GIVEN TEXT ▸
Vagrancy laws of state parties to the African Charter on Human and Peoples’ Rights
Close to two-thirds of State Parties to the African Charter have domestic laws that make “vagrancy” illegal. In many countries that criminalize the status of vagrancy, a vagrant is defined as any person who does not have a fixed abode nor means of subsistence, and who does not practice a trade or profession. Activities that can fall under the array of vagrancy-related offences include loitering, public indecency, solicitation, and begging.
In practice, these laws are used to police urban spaces, targeting and criminalizing some of the poorest and most marginalized individuals in society. Those targeted by vagrancy laws often cannot afford legal services and representation, which results in their over-incarceration. Vagrancy laws are colonial era criminal laws that reinforce structural racism and exacerbate poverty and social exclusion, often in violation of constitutional rights.
In 2018, the Pan-African Lawyers Union (PALU) requested that the African Court on Human and Peoples’ Rights (AfCHPR) provide an advisory opinion on the question of whether state parties to the African Charter on Human and Peoples’ Rights have a positive obligation to amend or repeal vagrancy laws and bylaws to conform to rights protected under the African Charter, the African Children’s Charter, and the Protocol to the African Charter on the Rights of women.
Open Society Justice Initiative Involvement
With the onset of COVID-19 and increased likelihood that the virus will spread in congested places such as prisons, the Justice Initiative submitted an amicus brief in August 2020 highlighting the renewed and urgent need for all states parties to decriminalize vagrancy.

Dataset entries ▸
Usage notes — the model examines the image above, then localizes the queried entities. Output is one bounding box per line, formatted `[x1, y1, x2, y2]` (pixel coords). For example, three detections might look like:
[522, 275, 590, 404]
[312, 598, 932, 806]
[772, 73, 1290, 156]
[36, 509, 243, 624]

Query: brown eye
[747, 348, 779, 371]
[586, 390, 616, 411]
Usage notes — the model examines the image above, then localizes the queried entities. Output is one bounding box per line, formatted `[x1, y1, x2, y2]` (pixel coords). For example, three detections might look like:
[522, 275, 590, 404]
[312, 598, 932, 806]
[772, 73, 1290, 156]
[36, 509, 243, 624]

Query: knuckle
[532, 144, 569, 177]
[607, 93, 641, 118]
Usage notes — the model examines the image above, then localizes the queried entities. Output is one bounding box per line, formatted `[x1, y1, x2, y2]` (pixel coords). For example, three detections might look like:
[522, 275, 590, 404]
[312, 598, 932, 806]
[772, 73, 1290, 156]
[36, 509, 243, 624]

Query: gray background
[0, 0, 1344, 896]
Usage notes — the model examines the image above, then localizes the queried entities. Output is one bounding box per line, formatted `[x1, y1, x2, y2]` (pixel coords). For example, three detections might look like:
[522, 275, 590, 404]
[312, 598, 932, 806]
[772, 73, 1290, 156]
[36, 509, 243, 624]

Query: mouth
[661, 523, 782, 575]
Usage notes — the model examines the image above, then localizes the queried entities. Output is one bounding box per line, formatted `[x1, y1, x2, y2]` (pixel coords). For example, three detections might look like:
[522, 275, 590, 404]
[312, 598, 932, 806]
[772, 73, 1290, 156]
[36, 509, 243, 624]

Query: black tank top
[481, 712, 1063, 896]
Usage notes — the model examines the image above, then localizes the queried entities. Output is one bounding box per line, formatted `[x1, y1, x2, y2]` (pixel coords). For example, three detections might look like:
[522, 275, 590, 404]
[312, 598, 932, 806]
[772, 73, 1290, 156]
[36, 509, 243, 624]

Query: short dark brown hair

PROBLEM 1 ▸ Transcribe everything in the text on vagrancy laws from "In practice, these" down to "of constitutional rights.".
PROBLEM 2 ▸ List the activities that the text on vagrancy laws names as possibly falling under vagrancy-related offenses.
The records come from a different source than the text.

ANSWER AREA 1 ▸
In practice, these laws are used to police urban spaces, targeting and criminalizing some of the poorest and most marginalized individuals in society. Those targeted by vagrancy laws often cannot afford legal services and representation, which results in their over-incarceration. Vagrancy laws are colonial era criminal laws that reinforce structural racism and exacerbate poverty and social exclusion, often in violation of constitutional rights.

ANSWER AREA 2 ▸
- loitering
- public indecency
- solicitation
- begging